→ Brief
Beginning with the line containing "The component shall return one point per instance of the muddy" and ending with the last line of the records, set down every line exactly.

### Materials provided

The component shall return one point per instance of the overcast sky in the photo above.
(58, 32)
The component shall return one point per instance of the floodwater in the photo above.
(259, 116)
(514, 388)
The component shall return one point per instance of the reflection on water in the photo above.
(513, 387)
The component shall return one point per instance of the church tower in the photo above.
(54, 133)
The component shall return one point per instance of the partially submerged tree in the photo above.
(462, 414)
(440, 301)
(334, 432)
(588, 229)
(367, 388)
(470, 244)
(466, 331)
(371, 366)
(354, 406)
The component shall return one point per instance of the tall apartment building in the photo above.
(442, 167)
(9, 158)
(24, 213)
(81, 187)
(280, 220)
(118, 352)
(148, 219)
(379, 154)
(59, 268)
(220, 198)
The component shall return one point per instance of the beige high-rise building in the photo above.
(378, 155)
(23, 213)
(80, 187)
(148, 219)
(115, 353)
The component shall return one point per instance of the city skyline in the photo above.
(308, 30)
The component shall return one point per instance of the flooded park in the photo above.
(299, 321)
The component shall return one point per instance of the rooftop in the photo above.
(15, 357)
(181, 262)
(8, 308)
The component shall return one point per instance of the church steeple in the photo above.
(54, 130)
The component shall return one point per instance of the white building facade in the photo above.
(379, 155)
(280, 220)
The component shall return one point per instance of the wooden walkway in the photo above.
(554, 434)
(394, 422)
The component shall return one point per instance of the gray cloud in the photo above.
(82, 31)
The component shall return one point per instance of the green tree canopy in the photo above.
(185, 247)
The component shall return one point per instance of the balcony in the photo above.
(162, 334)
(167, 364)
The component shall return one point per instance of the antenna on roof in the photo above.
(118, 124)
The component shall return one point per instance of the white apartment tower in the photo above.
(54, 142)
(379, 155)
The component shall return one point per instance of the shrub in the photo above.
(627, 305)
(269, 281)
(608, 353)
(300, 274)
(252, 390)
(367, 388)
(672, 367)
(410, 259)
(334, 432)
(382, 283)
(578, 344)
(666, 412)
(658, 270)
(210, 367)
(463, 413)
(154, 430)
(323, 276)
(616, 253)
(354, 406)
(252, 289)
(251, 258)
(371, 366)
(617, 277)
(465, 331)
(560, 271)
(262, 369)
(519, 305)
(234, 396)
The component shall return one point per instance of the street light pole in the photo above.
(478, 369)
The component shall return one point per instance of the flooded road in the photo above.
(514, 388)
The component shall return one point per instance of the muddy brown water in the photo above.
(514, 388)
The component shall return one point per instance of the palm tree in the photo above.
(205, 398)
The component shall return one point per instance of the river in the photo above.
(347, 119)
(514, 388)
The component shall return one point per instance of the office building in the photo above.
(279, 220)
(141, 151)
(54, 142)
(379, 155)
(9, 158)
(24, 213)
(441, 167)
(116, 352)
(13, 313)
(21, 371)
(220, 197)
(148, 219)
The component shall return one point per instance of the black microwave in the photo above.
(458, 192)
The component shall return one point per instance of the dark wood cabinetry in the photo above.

######

→ Right answer
The component shall return one point per instance of the muddy brown water in the photo above.
(514, 388)
The component shall return one point per instance of the palm tree in the photo above.
(205, 398)
The component shall return one point per instance of the river in the photo above.
(347, 119)
(514, 388)
The component shall return one point per instance of the office building in the photo above.
(279, 220)
(141, 151)
(54, 142)
(379, 155)
(9, 158)
(24, 213)
(441, 167)
(116, 352)
(13, 313)
(21, 371)
(220, 197)
(148, 219)
The component shall return one point per instance of the black microwave in the photo above.
(458, 192)
The component shall return one point per instance of the dark wood cabinetry in the photo above.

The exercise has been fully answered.